[Point-based annotation data]
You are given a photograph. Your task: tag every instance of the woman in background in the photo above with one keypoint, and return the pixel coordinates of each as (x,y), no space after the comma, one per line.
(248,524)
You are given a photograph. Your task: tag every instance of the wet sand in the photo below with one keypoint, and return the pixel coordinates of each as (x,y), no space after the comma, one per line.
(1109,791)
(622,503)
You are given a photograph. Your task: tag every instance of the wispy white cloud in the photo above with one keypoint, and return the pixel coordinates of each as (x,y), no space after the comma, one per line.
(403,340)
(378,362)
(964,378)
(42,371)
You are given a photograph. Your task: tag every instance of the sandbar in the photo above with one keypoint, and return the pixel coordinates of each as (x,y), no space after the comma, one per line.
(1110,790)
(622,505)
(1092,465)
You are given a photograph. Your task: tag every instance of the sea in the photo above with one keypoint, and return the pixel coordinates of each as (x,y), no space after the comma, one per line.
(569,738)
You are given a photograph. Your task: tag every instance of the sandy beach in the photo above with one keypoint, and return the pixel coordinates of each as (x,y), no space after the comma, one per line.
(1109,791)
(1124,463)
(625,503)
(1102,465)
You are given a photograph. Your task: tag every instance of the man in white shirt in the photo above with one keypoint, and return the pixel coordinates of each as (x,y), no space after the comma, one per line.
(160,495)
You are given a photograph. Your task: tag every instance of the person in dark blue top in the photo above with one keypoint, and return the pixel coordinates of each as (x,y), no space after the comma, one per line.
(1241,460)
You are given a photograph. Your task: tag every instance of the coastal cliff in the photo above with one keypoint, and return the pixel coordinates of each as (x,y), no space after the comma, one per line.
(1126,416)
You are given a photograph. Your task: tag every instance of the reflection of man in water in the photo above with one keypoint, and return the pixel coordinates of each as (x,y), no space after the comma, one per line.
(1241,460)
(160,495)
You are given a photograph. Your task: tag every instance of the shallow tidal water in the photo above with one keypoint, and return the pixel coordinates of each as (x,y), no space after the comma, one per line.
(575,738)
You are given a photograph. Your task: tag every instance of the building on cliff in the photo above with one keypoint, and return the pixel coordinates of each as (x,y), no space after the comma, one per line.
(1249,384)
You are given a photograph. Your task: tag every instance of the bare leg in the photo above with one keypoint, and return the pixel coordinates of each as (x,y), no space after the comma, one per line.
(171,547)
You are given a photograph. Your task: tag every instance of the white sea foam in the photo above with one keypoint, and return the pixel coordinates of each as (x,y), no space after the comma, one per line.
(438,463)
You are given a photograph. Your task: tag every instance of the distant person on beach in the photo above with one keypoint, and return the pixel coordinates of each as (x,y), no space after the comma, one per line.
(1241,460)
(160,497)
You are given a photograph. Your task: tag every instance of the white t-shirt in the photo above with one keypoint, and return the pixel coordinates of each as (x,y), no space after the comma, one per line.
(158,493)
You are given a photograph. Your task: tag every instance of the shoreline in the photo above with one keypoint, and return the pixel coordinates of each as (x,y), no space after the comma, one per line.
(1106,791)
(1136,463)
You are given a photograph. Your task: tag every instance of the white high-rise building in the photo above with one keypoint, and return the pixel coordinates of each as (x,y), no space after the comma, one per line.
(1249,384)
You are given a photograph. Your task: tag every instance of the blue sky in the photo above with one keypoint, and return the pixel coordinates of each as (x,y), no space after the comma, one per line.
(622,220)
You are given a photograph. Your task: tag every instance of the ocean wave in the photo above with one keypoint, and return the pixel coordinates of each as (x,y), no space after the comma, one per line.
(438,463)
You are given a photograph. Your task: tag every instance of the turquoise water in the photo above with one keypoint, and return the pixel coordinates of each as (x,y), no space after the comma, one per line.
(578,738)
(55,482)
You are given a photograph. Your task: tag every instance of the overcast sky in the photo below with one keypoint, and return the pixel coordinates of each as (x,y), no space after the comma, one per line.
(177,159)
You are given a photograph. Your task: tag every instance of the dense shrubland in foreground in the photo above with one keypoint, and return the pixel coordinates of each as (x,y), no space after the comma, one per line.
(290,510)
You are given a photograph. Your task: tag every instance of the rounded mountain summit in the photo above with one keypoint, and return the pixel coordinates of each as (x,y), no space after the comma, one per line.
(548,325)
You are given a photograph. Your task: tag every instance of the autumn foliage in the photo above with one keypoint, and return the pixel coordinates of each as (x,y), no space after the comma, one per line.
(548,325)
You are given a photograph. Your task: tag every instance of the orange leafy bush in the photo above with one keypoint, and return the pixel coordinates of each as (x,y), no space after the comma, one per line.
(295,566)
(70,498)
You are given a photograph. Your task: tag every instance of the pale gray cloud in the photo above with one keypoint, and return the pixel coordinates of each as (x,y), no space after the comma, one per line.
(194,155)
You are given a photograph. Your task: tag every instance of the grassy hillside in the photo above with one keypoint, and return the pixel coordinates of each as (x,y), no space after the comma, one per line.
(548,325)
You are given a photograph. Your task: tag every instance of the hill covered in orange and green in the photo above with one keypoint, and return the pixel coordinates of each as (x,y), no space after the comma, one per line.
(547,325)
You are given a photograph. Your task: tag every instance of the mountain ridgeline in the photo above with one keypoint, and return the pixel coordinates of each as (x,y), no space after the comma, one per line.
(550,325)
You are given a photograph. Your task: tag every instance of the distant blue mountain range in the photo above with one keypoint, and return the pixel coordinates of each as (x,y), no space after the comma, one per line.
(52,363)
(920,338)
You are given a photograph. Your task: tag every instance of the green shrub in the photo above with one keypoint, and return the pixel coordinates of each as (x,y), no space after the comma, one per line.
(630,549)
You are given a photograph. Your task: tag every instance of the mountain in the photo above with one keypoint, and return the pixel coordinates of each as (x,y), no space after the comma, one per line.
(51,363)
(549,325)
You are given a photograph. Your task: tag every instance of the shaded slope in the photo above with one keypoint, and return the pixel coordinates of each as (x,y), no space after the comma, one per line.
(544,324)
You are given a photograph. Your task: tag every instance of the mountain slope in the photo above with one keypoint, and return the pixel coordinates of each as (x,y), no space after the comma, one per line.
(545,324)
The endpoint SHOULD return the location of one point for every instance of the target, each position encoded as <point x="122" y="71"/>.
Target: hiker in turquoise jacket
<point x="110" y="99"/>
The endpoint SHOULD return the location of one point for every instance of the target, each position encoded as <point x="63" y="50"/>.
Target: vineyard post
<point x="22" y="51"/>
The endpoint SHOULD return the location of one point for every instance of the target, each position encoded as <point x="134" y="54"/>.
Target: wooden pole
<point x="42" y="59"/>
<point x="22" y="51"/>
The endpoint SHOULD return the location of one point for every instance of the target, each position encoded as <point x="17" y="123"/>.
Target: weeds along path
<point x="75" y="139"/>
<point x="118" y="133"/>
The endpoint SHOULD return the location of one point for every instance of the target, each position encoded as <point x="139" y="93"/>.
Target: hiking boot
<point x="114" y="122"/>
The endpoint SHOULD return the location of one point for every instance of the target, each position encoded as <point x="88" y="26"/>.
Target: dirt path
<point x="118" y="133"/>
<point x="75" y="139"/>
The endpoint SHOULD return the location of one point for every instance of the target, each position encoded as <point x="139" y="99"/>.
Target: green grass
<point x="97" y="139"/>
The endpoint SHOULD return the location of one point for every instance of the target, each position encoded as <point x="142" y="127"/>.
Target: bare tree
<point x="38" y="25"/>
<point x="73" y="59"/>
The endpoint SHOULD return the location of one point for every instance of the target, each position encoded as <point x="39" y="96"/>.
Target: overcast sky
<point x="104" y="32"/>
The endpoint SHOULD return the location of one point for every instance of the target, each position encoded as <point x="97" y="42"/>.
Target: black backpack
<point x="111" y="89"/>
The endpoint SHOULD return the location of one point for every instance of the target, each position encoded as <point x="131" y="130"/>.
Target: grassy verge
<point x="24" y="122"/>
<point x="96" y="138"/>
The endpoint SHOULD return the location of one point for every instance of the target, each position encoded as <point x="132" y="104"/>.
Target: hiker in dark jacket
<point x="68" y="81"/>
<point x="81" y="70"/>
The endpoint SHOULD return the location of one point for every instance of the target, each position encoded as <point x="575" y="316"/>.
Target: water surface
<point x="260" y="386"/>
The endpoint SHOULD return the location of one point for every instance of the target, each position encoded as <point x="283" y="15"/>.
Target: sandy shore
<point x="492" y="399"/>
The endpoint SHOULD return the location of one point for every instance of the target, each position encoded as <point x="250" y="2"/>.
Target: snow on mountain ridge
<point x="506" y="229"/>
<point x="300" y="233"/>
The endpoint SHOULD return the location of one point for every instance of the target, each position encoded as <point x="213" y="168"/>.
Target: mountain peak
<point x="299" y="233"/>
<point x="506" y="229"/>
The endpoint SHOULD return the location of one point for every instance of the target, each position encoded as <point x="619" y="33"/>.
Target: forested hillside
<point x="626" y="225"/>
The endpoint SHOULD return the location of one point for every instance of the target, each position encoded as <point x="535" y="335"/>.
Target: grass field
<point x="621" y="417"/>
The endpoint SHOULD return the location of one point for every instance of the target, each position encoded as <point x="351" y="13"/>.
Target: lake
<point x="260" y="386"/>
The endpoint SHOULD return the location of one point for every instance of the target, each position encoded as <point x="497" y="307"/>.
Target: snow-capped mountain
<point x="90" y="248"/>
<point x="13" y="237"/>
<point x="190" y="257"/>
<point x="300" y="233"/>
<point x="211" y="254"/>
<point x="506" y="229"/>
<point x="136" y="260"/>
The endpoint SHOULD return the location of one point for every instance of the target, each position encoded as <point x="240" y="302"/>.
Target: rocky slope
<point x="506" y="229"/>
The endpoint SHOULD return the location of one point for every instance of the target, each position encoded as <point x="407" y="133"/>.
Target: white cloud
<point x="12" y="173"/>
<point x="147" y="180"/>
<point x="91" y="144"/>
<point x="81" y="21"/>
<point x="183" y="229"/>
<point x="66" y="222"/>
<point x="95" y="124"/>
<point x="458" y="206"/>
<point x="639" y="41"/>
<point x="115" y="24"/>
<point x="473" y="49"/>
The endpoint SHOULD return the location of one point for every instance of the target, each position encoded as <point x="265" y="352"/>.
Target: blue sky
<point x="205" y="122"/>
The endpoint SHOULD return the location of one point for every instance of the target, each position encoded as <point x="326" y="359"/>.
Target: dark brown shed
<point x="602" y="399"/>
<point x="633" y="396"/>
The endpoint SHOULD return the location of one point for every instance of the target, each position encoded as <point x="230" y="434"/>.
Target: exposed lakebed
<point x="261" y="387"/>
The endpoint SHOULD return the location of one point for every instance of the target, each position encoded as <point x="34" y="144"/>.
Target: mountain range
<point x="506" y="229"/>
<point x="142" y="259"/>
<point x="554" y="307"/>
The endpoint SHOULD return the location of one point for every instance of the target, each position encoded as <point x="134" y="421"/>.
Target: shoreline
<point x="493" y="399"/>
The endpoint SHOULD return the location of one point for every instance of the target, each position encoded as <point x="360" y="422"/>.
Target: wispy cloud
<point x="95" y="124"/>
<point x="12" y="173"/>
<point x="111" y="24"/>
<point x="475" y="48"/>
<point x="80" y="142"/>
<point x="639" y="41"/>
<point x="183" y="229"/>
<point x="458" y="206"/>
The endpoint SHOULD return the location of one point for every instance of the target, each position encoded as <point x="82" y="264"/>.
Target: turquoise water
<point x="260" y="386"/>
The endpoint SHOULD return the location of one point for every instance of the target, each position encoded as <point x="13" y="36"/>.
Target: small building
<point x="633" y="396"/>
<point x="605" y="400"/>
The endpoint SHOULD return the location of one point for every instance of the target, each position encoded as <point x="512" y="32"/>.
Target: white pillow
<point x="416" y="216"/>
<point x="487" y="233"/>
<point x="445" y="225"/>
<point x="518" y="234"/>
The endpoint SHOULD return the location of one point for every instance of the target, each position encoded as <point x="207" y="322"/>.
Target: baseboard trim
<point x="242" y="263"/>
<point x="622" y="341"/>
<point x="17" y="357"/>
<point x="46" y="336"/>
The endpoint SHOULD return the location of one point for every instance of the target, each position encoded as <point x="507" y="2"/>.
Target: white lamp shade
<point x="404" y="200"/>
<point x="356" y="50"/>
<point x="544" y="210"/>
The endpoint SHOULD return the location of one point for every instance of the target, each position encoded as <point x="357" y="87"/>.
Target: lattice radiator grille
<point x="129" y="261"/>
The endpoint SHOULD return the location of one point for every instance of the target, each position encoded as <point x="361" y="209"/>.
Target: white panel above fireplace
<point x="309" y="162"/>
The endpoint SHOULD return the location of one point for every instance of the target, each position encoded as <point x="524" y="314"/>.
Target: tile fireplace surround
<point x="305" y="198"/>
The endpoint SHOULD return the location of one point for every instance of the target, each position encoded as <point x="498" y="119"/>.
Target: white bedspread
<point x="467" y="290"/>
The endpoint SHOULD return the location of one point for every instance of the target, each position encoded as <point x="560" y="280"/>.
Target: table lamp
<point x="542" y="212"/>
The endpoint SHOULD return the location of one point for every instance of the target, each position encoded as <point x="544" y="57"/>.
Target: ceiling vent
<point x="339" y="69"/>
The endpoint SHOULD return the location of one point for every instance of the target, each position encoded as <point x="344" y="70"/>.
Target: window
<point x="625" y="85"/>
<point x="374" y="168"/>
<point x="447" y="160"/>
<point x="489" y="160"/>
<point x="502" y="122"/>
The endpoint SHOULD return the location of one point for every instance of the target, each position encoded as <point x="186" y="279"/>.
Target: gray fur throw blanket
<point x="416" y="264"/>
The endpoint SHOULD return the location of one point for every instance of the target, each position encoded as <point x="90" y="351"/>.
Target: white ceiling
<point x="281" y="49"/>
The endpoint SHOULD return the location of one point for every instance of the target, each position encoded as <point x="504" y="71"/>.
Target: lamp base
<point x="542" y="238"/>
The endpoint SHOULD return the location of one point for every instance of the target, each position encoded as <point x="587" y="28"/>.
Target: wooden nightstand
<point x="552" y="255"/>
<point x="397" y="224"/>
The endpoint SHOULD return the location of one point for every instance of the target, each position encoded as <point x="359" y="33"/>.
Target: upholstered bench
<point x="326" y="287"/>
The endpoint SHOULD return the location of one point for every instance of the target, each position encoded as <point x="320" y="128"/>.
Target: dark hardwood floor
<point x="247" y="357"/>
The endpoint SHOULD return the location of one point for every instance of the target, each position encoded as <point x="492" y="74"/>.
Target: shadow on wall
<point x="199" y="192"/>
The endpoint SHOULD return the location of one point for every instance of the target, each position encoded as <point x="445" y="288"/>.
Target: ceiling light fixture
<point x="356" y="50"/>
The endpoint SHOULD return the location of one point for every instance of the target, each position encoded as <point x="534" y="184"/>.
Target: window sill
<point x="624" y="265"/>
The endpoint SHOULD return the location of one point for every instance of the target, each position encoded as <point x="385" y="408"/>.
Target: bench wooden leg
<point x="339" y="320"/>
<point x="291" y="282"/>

**Exercise**
Find every line in the items above that contains the word "shirt", and copy each of those lines in full.

**Exercise result**
You are given a photograph. Your task: tag every instance of the man in white shirt in the photo above with one keypoint, and return the pixel coordinates of each as (x,y), no space after the comma, one per line.
You are given a photograph. Your task: tag every instance of the white t-shirt in the photo above with one keypoint, and return the pixel coordinates of each as (x,y), no space after the comma, one per line.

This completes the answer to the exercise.